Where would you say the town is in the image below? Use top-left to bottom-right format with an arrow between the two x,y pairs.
****************
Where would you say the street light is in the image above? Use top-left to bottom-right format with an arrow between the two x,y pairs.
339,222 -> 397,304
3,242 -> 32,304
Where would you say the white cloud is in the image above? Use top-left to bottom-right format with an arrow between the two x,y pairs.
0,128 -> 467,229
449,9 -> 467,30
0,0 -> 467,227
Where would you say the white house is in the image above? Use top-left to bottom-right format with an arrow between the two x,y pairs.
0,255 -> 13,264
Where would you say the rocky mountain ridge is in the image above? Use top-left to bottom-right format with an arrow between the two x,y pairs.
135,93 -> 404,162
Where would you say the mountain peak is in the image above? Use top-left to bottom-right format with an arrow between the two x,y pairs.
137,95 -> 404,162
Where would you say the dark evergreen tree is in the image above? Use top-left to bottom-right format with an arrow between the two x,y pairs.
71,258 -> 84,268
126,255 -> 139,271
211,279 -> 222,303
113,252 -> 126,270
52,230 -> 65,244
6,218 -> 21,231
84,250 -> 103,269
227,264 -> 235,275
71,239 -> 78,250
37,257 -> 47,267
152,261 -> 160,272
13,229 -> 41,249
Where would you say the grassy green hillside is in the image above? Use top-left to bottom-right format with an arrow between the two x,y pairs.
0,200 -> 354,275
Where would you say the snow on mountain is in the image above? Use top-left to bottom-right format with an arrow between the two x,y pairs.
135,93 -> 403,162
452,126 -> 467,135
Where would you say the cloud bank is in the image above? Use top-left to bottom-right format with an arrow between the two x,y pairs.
****************
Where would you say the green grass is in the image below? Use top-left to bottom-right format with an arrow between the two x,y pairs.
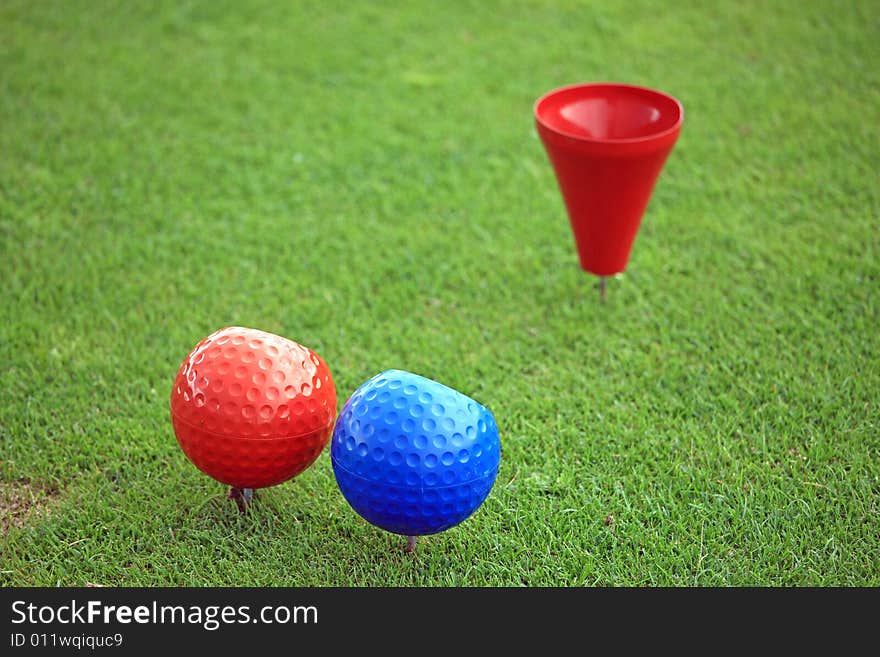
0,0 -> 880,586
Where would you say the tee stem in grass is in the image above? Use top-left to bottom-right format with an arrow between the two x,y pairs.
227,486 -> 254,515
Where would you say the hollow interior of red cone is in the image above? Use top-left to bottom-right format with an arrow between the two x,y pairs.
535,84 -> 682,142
****************
**EXERCISE PROMPT**
If you tally the lines above that contain the word "cloud", with case counting, what number do you get? Give only the number.

**RESULT OF THIS EXERCISE**
2